* Begin *

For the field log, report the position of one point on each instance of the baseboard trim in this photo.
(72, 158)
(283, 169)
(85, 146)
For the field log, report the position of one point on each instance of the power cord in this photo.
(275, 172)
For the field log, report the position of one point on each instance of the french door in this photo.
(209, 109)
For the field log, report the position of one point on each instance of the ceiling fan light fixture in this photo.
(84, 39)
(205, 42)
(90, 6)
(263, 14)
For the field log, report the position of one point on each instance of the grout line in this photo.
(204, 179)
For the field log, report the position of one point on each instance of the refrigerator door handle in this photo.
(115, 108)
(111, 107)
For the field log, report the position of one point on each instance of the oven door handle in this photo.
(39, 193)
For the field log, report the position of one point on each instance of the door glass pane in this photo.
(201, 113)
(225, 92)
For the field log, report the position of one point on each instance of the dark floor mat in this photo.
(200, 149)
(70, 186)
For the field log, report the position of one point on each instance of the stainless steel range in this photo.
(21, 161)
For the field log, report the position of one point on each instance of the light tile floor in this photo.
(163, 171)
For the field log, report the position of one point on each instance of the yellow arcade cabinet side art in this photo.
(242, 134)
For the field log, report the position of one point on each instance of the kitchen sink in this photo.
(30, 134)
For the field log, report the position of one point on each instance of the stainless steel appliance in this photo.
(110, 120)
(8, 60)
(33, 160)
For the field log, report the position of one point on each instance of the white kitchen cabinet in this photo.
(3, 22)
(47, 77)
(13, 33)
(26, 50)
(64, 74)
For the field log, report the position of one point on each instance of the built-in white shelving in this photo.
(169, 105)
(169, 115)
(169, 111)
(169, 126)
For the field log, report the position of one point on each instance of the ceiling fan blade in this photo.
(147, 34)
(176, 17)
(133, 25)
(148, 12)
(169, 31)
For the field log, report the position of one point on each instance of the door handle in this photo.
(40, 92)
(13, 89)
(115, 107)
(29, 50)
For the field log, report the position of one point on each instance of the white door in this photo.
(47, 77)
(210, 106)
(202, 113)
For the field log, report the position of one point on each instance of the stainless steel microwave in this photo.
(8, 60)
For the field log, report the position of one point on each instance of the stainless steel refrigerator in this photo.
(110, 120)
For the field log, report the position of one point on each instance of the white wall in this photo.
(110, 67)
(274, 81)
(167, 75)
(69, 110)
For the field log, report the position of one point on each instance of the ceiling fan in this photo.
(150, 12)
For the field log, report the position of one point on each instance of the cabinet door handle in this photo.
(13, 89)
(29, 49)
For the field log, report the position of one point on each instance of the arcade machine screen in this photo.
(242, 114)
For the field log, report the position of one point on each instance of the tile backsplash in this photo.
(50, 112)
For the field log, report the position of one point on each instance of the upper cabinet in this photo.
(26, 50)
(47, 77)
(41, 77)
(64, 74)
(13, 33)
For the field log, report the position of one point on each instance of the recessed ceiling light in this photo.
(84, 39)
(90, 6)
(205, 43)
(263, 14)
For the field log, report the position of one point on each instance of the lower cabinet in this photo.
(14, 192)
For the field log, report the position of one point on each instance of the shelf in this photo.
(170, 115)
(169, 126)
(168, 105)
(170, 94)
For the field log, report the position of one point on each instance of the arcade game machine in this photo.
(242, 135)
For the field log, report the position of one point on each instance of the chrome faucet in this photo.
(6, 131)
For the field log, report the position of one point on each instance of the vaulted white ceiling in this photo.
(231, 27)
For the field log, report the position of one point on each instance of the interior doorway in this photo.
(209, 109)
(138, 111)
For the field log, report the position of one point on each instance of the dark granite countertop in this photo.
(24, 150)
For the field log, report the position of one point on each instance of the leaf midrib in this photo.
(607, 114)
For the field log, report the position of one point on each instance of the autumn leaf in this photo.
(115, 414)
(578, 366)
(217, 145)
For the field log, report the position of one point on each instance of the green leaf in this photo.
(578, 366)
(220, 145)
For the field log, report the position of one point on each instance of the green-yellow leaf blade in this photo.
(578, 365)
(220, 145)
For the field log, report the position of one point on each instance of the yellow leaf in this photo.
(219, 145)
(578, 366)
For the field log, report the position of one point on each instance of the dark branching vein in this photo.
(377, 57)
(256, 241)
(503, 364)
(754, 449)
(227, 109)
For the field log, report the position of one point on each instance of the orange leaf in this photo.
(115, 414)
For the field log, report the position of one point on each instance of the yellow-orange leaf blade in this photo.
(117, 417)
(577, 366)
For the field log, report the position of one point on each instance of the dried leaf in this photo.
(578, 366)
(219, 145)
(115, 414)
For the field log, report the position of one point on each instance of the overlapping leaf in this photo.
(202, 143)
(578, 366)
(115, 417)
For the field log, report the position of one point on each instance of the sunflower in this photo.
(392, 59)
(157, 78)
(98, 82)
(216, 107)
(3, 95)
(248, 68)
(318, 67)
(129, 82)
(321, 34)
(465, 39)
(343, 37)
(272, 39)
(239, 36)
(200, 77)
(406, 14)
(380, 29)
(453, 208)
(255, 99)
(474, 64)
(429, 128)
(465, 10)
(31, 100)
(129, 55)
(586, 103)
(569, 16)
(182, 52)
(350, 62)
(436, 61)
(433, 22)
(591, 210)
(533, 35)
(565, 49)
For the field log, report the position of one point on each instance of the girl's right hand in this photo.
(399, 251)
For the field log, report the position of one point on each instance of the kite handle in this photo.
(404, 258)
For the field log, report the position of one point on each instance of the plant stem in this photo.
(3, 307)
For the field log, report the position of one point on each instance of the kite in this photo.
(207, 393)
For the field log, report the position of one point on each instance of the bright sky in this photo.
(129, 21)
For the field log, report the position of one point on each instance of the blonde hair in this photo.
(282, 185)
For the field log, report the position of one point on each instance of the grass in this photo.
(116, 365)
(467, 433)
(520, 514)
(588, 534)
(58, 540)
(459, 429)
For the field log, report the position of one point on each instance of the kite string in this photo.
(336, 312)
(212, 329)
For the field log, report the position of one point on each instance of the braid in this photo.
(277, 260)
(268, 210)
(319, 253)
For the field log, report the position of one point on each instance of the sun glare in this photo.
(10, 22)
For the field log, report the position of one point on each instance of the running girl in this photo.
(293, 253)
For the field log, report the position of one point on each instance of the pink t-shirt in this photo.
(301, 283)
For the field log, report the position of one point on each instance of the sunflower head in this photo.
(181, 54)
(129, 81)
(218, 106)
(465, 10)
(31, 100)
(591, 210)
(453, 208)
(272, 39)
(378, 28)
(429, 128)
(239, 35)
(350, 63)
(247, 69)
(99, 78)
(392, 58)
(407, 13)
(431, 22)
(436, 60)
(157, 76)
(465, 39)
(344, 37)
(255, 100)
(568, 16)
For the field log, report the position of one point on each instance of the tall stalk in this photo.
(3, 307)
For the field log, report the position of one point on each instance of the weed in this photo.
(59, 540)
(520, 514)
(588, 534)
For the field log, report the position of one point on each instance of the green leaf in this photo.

* End *

* What is needed *
Could you give every line of the entries above as a numbered list, with blank lines left out?

* Exercise result *
1. For the field log, report the position of one point on each instance of the baseboard trim in this photo.
2. (72, 158)
3. (283, 169)
4. (85, 146)
5. For the field log, report the position of one point on each instance of the power cord in this photo.
6. (275, 172)
7. For the field log, report the position of one point on each instance of the french door in this photo.
8. (209, 109)
9. For the field log, report the position of one point on each instance of the ceiling fan light fixture in this photo.
10. (84, 39)
11. (205, 42)
12. (90, 6)
13. (263, 14)
14. For the field log, report the position of one point on each instance of the grout line in this photo.
15. (204, 179)
16. For the field log, report the position of one point on each instance of the refrigerator door handle in this photo.
17. (115, 108)
18. (111, 107)
19. For the field log, report the position of one point on each instance of the oven door handle in this photo.
20. (39, 193)
21. For the field log, report the position of one point on each instance of the door glass pane in this photo.
22. (201, 113)
23. (225, 92)
24. For the field log, report the position of one point on each instance of the dark floor mat in this photo.
25. (200, 149)
26. (70, 186)
27. For the field log, report the position of one point on each instance of the stainless steel range in this photo.
28. (21, 161)
29. For the field log, report the position of one point on each instance of the light tile floor in this photo.
30. (163, 171)
31. For the field log, report the position of one point on each instance of the yellow arcade cabinet side art in this photo.
32. (242, 134)
33. For the field log, report the position of one point on each instance of the kitchen sink in this photo.
34. (30, 134)
35. For the field log, report the position of one point on each instance of the stainless steel appliance in this photo.
36. (110, 120)
37. (8, 60)
38. (33, 160)
39. For the field log, report the position of one point on each instance of the white kitchen cabinet in this photo.
40. (3, 22)
41. (47, 77)
42. (13, 33)
43. (26, 50)
44. (64, 74)
45. For the field log, report the position of one point on each instance of the built-in white shelving in this photo.
46. (169, 105)
47. (169, 115)
48. (169, 111)
49. (169, 126)
50. For the field log, report the position of one point on each instance of the ceiling fan blade in this photo.
51. (147, 34)
52. (176, 17)
53. (133, 25)
54. (148, 12)
55. (169, 31)
56. For the field log, report the position of one point on each instance of the door handle in this photo.
57. (40, 92)
58. (13, 89)
59. (115, 107)
60. (29, 50)
61. For the field log, report the position of one point on each instance of the white door in this photo.
62. (47, 77)
63. (210, 106)
64. (202, 113)
65. For the field log, report the position of one point on each instance of the stainless steel microwave in this photo.
66. (8, 60)
67. For the field log, report the position of one point on each instance of the stainless steel refrigerator in this photo.
68. (110, 120)
69. For the field log, report the position of one point on each instance of the white wall in this photo.
70. (110, 67)
71. (274, 81)
72. (167, 75)
73. (69, 110)
74. For the field log, report the position of one point on each instance of the ceiling fan in this photo.
75. (150, 12)
76. For the field log, report the position of one point on each instance of the cabinet door handle in this photo.
77. (13, 89)
78. (29, 49)
79. For the field log, report the position of one point on each instance of the arcade machine screen in this photo.
80. (242, 114)
81. For the field log, report the position of one point on each instance of the tile backsplash in this photo.
82. (50, 112)
83. For the field log, report the position of one point on each instance of the upper cabinet in this photo.
84. (26, 50)
85. (47, 77)
86. (41, 77)
87. (64, 74)
88. (13, 33)
89. For the field log, report the position of one point on each instance of the recessed ceiling light in this photo.
90. (84, 39)
91. (90, 6)
92. (205, 43)
93. (263, 14)
94. For the field log, report the position of one point on each instance of the lower cabinet in this photo.
95. (14, 192)
96. For the field log, report the position of one point on each instance of the shelf in this photo.
97. (170, 115)
98. (169, 126)
99. (168, 105)
100. (170, 94)
101. For the field log, report the position of one point on each instance of the arcade game machine in this photo.
102. (242, 135)
103. For the field log, report the position of one point on each instance of the chrome faucet in this photo.
104. (6, 131)
105. For the field log, report the position of one point on each instance of the vaulted white ceiling in this photo.
106. (231, 27)
107. For the field log, report the position of one point on each instance of the interior doorway in this photo.
108. (209, 109)
109. (138, 111)
110. For the field log, report the position of one point on each instance of the dark granite countertop in this photo.
111. (24, 150)
112. For the field log, report the position of one point on each instance of the leaf midrib in this photo.
113. (607, 114)
114. For the field log, report the position of one point on each instance of the autumn leaf in this photo.
115. (115, 414)
116. (578, 366)
117. (217, 145)
118. For the field log, report the position of one point on each instance of the green leaf in this photo.
119. (578, 366)
120. (220, 145)
121. For the field log, report the position of one point on each instance of the green-yellow leaf blade in this photo.
122. (578, 365)
123. (220, 145)
124. For the field log, report the position of one point on each instance of the yellow leaf in this photo.
125. (219, 145)
126. (578, 366)
127. For the field log, report the position of one point on each instance of the dark branching vein in this photo.
128. (377, 57)
129. (256, 241)
130. (503, 364)
131. (754, 449)
132. (227, 109)
133. For the field log, report the position of one point on each instance of the orange leaf in this photo.
134. (115, 414)
135. For the field log, report the position of one point on each instance of the yellow-orange leaf blade in this photo.
136. (117, 417)
137. (577, 366)
138. For the field log, report the position of one point on each instance of the dried leaf in this photo.
139. (578, 366)
140. (219, 145)
141. (115, 414)
142. For the field log, report the position of one point on each instance of the overlapping leaf in this photo.
143. (202, 143)
144. (578, 366)
145. (115, 417)
146. For the field log, report the position of one point on each instance of the sunflower in this photo.
147. (392, 59)
148. (157, 78)
149. (98, 82)
150. (216, 107)
151. (3, 95)
152. (248, 68)
153. (318, 67)
154. (129, 82)
155. (321, 34)
156. (465, 39)
157. (343, 37)
158. (272, 39)
159. (239, 36)
160. (200, 77)
161. (406, 14)
162. (380, 29)
163. (453, 208)
164. (255, 99)
165. (474, 64)
166. (429, 128)
167. (465, 10)
168. (31, 100)
169. (129, 55)
170. (586, 103)
171. (569, 16)
172. (182, 52)
173. (350, 62)
174. (436, 61)
175. (433, 22)
176. (591, 210)
177. (533, 35)
178. (565, 49)
179. For the field log, report the position of one point on each instance of the girl's right hand in this photo.
180. (399, 251)
181. For the field log, report the position of one point on each instance of the kite handle in this photo.
182. (404, 258)
183. For the field log, report the position of one point on each instance of the plant stem in this photo.
184. (3, 307)
185. For the field log, report the position of one point on each instance of the kite in this photo.
186. (207, 393)
187. For the field log, report the position of one point on each instance of the bright sky in this photo.
188. (129, 21)
189. For the field log, report the position of one point on each instance of the blonde hair in this photo.
190. (282, 185)
191. For the field log, report the position of one point on each instance of the grass in this photo.
192. (116, 365)
193. (467, 433)
194. (520, 514)
195. (588, 534)
196. (58, 540)
197. (459, 429)
198. For the field log, report the position of one point on each instance of the kite string in this photo.
199. (336, 312)
200. (212, 329)
201. For the field log, report the position of one point on each instance of the braid in this photo.
202. (277, 260)
203. (268, 210)
204. (319, 253)
205. For the field log, report the position of one point on each instance of the sun glare in this photo.
206. (10, 22)
207. For the field log, report the position of one point on each instance of the running girl in this photo.
208. (293, 253)
209. For the field log, report the position of one point on each instance of the pink t-shirt in this photo.
210. (301, 283)
211. For the field log, report the position of one point on each instance of the sunflower head in this photo.
212. (181, 54)
213. (129, 81)
214. (218, 106)
215. (465, 10)
216. (31, 100)
217. (591, 210)
218. (453, 208)
219. (272, 39)
220. (378, 28)
221. (429, 128)
222. (239, 35)
223. (350, 63)
224. (247, 69)
225. (99, 78)
226. (392, 58)
227. (407, 13)
228. (431, 22)
229. (436, 60)
230. (157, 76)
231. (465, 39)
232. (344, 37)
233. (255, 100)
234. (568, 16)
235. For the field log, report the position of one point on each instance of the tall stalk in this photo.
236. (3, 307)
237. For the field log, report the position of one point on each instance of the weed in this photo.
238. (59, 540)
239. (520, 514)
240. (588, 534)
241. For the field log, report the position of one point on each instance of the green leaf in this photo.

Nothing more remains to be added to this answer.